**TASK INSTRUCTIONS:**
1. In the connector passage, about how much pressure on the solder results from the small contact pressure?
2. Write out the listing again from its start through the line holding "[316, 181, 372, 281]", inclusive, and shift each box coordinate in the answers by -79. Leave out the pictures.

**DOCUMENT EXTRACT:**
That is not the case with simple J-shaped connectors. The holes
into which the straight wire portions of M-shaped connectors are
inserted are substantially larger than the connector wire, e.g.,
about 0.031" for an M-shaped connector made of 0.0201" diameter
wire. Attempting to hold J-shaped connectors formed from just the
side portions of an M-shaped connector of 0.0201" diameter wire in
0.031" diameter holes resulted in unacceptable shifting of the
supposedly rigidly fixed connectors due to cold flow of the solder.
The pressure of each contact area against one surface of a daughter
board is only about one ounce, but due to the small diameter of the
wire, that small contact pressure results in a force of about 2000
p.s.i. on the solder. Solder will cold flow, even at room
temperature, at pressures as low as a few hundred p.s.i. or even
less than 100 p.s.i. at 80.degree. C. The change in positions of
pairs of juxtaposed contact areas of two such J-shaped connectors
is so great that the contact pressure on the daughter board falls
to an unacceptably low value after only a few days of use.
There is a further disadvantage of simply forming J-shaped
connectors shaped identically with the loops and straight sections
of side wire portions of the prior art M-shaped connectors. In the
M-shaped configuration it is necessary that the central part of the
connector be able to flex enough to accommodate daughter boards
varying from slightly below the nominal thickness to slightly above
it while still applying approximately the correct pressure to the
board. This requires that the contact areas be on the confronting
surfaces of the U-shaped loops of the side wire portions and as far
as the size of the components will permit from the bight of the
central portion. If the J-shaped connectors are made with exactly
that configuration, the flexible length, which includes the
U-shaped loop and the part of the straight section from the loop to
the solder is relatively short and makes such a J-shaped member so
stiff that it is difficult to position it in the mother board
accurately enough to cause it to exert exactly the desired pressure
on the daughter board.

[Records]
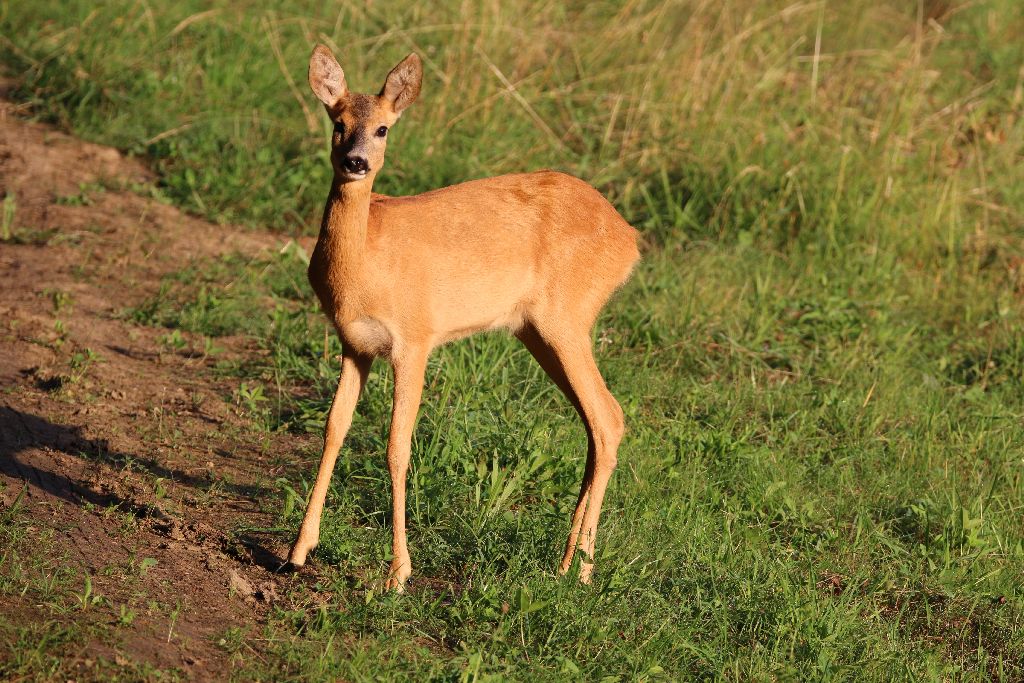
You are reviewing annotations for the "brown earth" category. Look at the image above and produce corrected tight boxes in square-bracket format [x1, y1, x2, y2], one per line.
[0, 92, 316, 680]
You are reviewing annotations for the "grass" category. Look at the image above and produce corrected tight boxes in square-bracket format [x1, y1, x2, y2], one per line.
[0, 0, 1024, 681]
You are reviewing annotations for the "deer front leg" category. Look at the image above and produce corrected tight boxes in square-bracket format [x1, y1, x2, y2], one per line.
[385, 348, 429, 593]
[288, 354, 373, 567]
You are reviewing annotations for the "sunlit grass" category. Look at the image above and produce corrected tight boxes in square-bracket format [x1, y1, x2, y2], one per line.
[0, 1, 1024, 680]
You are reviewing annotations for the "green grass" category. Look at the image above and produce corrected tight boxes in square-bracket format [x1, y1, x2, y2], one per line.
[0, 0, 1024, 681]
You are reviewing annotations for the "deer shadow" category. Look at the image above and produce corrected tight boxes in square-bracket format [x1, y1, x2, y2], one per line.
[0, 405, 281, 571]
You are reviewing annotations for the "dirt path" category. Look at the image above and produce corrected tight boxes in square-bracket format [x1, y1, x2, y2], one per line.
[0, 93, 319, 680]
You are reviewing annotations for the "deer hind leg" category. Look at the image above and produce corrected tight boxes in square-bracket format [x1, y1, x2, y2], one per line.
[518, 326, 625, 583]
[385, 348, 429, 593]
[288, 354, 373, 567]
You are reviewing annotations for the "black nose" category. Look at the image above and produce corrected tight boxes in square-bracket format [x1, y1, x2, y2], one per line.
[343, 157, 370, 173]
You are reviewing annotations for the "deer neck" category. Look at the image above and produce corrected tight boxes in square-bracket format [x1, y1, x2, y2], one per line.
[316, 181, 372, 281]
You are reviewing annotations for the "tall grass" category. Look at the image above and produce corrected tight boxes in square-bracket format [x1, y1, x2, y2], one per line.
[0, 0, 1024, 680]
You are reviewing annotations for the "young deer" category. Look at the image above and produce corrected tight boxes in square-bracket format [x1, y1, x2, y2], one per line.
[289, 45, 639, 591]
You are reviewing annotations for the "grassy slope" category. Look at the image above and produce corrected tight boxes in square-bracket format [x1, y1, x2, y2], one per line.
[0, 0, 1024, 680]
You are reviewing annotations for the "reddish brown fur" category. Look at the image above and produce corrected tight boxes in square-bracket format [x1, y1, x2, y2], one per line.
[290, 46, 639, 590]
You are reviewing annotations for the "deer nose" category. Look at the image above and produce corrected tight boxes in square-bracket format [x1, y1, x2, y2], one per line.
[342, 157, 370, 173]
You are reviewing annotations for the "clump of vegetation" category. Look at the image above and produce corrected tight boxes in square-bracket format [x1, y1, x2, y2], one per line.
[0, 0, 1024, 680]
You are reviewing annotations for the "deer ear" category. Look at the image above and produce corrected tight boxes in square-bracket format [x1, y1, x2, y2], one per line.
[380, 52, 423, 114]
[309, 45, 348, 110]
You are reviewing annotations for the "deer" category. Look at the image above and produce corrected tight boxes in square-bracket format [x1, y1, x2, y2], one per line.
[288, 44, 640, 593]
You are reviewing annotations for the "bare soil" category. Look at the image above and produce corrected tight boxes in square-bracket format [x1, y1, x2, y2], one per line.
[0, 89, 315, 680]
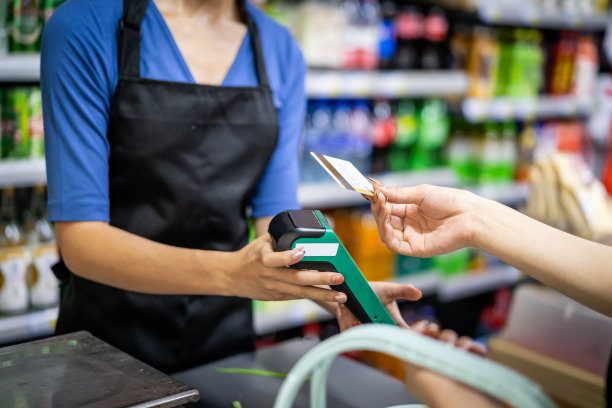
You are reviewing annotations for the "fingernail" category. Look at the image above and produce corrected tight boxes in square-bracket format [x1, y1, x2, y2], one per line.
[368, 177, 385, 186]
[291, 249, 306, 261]
[334, 293, 346, 303]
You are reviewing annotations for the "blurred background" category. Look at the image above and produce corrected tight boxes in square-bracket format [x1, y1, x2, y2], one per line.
[0, 0, 612, 406]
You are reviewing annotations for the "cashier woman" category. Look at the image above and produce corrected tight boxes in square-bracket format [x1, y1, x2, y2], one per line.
[41, 0, 420, 372]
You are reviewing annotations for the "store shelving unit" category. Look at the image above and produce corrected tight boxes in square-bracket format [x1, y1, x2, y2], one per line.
[306, 70, 468, 99]
[0, 53, 40, 82]
[477, 0, 608, 31]
[0, 307, 58, 344]
[254, 265, 523, 335]
[298, 168, 529, 209]
[461, 95, 593, 123]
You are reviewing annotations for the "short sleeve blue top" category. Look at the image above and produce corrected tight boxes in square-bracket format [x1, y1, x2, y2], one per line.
[41, 0, 306, 221]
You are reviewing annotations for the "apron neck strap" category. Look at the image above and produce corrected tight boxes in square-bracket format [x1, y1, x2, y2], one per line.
[117, 0, 149, 78]
[238, 0, 270, 88]
[118, 0, 270, 88]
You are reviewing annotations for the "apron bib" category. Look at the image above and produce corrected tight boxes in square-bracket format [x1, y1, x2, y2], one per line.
[57, 0, 278, 372]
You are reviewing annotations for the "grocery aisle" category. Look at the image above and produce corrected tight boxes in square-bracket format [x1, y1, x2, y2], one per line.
[0, 0, 612, 406]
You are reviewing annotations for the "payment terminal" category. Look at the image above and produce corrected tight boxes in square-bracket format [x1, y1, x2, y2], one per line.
[268, 210, 395, 326]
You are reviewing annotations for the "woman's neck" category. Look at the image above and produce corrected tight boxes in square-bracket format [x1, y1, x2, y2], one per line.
[155, 0, 240, 22]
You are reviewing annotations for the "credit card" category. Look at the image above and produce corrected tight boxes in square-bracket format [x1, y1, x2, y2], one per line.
[310, 152, 374, 196]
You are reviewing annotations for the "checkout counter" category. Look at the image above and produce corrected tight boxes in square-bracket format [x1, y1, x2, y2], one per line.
[0, 331, 415, 408]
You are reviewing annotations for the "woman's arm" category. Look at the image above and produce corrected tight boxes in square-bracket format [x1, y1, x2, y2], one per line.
[56, 221, 346, 302]
[372, 183, 612, 316]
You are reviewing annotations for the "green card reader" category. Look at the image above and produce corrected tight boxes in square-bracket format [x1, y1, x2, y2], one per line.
[268, 210, 395, 326]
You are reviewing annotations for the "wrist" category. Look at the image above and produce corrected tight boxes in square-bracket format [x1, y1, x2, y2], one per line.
[195, 250, 238, 296]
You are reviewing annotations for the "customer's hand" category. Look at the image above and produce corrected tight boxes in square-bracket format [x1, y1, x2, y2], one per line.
[336, 282, 422, 330]
[337, 305, 503, 408]
[368, 182, 480, 257]
[223, 234, 346, 303]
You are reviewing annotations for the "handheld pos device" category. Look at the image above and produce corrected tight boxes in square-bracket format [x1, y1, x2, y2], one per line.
[268, 210, 396, 326]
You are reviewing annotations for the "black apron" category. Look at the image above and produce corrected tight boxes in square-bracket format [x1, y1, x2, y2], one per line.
[56, 0, 278, 372]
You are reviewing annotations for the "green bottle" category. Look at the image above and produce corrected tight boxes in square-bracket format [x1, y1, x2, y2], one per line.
[479, 122, 501, 184]
[7, 87, 30, 159]
[410, 99, 450, 169]
[389, 100, 417, 171]
[43, 0, 65, 23]
[9, 0, 44, 52]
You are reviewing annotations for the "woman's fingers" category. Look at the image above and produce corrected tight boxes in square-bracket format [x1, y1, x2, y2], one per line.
[268, 268, 344, 286]
[379, 184, 431, 204]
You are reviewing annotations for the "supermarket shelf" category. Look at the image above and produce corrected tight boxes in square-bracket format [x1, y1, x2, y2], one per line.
[298, 168, 457, 209]
[478, 0, 608, 31]
[0, 159, 47, 188]
[298, 168, 529, 209]
[253, 299, 334, 335]
[0, 54, 40, 82]
[461, 96, 593, 122]
[306, 70, 468, 99]
[0, 307, 58, 344]
[254, 265, 523, 335]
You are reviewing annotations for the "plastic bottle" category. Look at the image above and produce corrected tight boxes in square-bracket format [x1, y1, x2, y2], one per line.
[420, 8, 449, 69]
[351, 100, 372, 174]
[10, 0, 44, 52]
[371, 100, 396, 173]
[393, 6, 423, 69]
[359, 0, 381, 70]
[499, 122, 518, 183]
[378, 0, 397, 69]
[0, 188, 28, 314]
[410, 99, 450, 169]
[390, 100, 417, 171]
[480, 122, 502, 184]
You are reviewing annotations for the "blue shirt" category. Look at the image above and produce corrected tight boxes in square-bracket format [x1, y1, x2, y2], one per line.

**ANSWERS TO THE PROBLEMS:**
1. About 2000 p.s.i.

2.
You are reviewing annotations for the "brown earth" category. Look at the image above and produce corrected tight boxes in square-bracket format [x1, y1, x2, y2], one per line.
[-79, 13, 237, 601]
You are reviewing annotations for the "grass" category. Look at the image above and produce corrected tight boxes in square-bracket format [x1, y1, x2, y2], one per line.
[-79, -79, 945, 602]
You are reviewing annotations for the "deer front leg" category. Look at the image above and produce corrected tight boxes in square-bracket format [x1, y1, x2, y2], one per line.
[306, 269, 350, 514]
[209, 275, 294, 488]
You are reviewing annotations for the "sunlit grass" category. Look at the image above and produce corrected tight boxes in square-bracket format [x1, y1, x2, y2], one per line.
[-79, -78, 945, 601]
You are reviewing annotations for the "green grass" category. Look at the image above and produce corrected tight boxes in square-bracket format [x1, y1, x2, y2], one per line.
[-79, -79, 945, 602]
You are reviewing annotations for the "deer shadow" category. Look at the image above and produce corrected tight boxes in square-bracket format [x1, y1, x2, y2], one per line.
[-79, 326, 202, 492]
You are reviewing annotations for the "dirt path" category. Look at the image above and produce corrected tight boxes in square-bracket format [x1, y1, x2, y2], one per line.
[-79, 14, 240, 601]
You are reviewing annotations for the "deer hind leg" category. Look at the image above and produce corrected tight boxes in square-bracket format [x1, y1, x2, y2], one per line.
[439, 247, 546, 504]
[306, 269, 350, 514]
[209, 275, 294, 488]
You are reviewing annotations for the "black nose" category. Look at the image above and produce corrected tight boxes in square-bracket format [x1, y1, x2, y2], one per line.
[264, 78, 291, 94]
You are reviewing annotations for the "deer neck" category. Look at the image above and produce corrected tight boxes in square-bracket format [x1, y1, x2, y2], one per line.
[237, 102, 293, 202]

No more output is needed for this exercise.